__Dataset__.

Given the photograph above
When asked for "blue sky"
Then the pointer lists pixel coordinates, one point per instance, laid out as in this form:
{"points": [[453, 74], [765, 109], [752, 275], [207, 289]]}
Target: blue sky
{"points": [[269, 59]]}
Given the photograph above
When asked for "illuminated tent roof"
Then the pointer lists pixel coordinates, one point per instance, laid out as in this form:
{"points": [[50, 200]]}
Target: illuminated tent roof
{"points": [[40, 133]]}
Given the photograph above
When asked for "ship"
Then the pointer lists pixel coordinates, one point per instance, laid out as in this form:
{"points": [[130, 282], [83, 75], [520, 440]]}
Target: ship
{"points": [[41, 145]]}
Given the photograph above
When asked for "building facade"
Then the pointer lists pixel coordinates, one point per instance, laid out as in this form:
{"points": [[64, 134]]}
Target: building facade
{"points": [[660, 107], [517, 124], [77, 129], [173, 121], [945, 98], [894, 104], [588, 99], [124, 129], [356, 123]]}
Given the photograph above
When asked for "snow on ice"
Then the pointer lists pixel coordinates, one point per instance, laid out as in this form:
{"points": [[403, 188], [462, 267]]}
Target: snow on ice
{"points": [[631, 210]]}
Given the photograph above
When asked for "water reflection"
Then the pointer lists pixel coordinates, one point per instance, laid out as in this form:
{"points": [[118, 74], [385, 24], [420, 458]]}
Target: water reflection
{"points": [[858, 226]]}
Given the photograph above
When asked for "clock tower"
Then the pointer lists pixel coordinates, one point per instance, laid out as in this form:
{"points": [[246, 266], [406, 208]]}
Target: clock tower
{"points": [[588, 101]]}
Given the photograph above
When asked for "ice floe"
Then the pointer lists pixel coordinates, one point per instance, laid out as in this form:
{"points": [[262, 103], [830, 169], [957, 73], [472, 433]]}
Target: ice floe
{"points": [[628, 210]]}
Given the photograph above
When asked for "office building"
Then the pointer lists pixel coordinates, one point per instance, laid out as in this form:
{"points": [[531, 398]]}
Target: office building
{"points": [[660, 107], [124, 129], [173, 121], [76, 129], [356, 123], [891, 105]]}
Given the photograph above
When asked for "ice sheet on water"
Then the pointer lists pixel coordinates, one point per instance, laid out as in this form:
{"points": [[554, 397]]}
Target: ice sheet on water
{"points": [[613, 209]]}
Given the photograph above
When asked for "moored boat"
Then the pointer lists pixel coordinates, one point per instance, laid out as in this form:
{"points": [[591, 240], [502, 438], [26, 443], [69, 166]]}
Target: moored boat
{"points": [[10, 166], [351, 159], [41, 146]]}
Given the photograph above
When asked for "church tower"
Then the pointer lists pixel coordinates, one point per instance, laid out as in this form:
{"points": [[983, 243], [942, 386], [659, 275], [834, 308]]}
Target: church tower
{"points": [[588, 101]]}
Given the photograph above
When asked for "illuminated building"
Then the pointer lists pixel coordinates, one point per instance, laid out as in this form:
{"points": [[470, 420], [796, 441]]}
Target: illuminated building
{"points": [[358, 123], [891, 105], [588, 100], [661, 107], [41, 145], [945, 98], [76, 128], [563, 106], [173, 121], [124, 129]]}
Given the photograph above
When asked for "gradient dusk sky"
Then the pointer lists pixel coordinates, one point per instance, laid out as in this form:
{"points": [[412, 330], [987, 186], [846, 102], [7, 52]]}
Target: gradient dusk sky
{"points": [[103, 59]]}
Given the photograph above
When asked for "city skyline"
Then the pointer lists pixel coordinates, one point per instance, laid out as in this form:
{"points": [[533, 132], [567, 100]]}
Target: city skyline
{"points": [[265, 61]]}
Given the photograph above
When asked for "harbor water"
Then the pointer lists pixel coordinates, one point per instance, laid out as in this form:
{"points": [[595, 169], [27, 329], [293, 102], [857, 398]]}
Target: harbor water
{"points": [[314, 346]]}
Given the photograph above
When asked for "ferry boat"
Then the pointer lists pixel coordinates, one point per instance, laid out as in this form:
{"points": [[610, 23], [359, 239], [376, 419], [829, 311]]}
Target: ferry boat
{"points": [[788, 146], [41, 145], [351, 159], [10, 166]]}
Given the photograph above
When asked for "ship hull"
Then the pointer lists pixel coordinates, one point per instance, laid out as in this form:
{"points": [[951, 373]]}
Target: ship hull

__Set task__. Extract each line from the records above that contains the string "facade". The match is case-sensitive.

__Solved problem__.
When asked for "building facade"
Target: building facade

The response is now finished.